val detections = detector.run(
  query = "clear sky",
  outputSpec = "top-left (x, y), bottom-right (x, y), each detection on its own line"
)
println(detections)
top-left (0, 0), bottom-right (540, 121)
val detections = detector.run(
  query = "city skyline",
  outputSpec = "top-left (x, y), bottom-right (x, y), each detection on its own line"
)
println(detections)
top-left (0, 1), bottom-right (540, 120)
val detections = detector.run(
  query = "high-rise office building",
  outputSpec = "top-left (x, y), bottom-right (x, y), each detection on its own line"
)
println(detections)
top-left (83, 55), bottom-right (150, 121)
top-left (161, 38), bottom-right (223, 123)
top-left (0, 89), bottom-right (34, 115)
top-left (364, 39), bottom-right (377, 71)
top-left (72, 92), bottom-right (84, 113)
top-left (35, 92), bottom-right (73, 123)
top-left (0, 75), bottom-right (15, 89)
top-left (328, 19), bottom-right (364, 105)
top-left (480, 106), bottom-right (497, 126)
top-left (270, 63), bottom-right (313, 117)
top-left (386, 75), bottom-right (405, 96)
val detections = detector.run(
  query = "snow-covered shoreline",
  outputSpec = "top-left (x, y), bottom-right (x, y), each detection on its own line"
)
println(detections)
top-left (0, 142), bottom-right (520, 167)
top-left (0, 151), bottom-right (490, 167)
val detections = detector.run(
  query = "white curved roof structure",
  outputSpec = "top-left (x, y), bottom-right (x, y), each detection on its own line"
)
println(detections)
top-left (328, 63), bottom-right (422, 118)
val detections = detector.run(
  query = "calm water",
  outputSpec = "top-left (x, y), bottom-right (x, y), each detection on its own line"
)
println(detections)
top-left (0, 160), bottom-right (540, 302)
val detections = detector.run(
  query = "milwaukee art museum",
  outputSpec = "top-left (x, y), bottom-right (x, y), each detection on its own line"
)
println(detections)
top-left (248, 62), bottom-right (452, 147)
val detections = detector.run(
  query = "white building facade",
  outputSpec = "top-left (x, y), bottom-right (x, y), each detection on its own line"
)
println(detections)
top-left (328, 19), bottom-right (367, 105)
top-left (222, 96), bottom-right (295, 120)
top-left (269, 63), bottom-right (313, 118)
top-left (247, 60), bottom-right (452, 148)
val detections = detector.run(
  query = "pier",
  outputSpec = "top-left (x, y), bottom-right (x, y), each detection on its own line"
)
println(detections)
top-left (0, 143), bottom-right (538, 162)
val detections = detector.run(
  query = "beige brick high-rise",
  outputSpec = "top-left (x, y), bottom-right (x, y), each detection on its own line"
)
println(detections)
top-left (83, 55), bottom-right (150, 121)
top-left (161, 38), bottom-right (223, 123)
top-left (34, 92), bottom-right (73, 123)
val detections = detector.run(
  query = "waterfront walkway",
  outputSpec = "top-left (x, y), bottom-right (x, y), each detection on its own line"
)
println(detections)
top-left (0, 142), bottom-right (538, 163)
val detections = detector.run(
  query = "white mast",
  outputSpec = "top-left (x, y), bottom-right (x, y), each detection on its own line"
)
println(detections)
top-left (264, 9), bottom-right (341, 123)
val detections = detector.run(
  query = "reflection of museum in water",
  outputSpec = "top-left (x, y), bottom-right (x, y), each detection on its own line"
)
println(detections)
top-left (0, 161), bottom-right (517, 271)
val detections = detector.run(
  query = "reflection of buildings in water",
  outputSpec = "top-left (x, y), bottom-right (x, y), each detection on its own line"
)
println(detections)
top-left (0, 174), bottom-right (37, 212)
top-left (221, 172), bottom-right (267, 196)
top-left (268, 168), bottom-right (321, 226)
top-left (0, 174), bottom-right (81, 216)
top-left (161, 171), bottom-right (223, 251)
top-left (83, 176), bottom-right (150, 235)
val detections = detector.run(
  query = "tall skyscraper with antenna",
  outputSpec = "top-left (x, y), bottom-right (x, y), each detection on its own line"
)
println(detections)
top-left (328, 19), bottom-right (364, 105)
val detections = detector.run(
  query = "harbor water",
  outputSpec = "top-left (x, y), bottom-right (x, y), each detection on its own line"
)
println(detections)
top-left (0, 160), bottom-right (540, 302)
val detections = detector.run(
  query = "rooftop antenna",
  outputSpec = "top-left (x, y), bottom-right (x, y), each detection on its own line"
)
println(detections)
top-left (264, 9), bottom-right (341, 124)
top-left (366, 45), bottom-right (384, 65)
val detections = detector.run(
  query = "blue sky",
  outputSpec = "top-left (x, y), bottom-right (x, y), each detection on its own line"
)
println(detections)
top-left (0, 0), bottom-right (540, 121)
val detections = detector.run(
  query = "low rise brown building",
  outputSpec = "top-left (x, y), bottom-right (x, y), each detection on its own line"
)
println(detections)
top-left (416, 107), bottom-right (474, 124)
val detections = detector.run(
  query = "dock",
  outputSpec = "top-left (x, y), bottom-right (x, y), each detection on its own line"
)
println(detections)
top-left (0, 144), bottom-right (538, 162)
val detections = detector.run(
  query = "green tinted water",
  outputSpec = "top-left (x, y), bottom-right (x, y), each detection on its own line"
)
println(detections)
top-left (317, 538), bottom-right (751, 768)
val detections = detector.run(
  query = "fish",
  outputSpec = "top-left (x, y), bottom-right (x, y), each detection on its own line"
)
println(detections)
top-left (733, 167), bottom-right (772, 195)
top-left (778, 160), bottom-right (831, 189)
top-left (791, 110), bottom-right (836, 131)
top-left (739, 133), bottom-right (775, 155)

——

What is asked:
Report each line in the entries above that contains the string "reflection", matching case exactly.

Complete output:
  query = "reflection of museum in water",
  query = "reflection of buildings in water",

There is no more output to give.